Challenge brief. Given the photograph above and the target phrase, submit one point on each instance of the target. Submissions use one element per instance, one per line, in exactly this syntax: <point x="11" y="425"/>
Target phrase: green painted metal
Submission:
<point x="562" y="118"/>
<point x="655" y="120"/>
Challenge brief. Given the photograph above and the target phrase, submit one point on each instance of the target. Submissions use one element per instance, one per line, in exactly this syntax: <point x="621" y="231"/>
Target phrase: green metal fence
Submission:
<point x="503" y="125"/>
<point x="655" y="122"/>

...

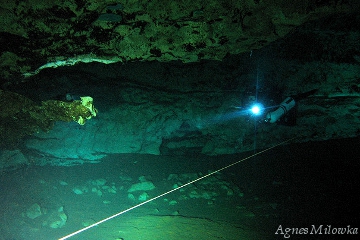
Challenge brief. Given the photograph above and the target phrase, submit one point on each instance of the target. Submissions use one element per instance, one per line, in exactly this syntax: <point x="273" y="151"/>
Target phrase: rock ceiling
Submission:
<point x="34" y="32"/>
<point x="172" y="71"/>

* [SHORT PROBLEM]: Count the lines in the entries above that contain the word "metal". Reply with the number only.

* [ANSWER FOR THIS EXERCISE]: 2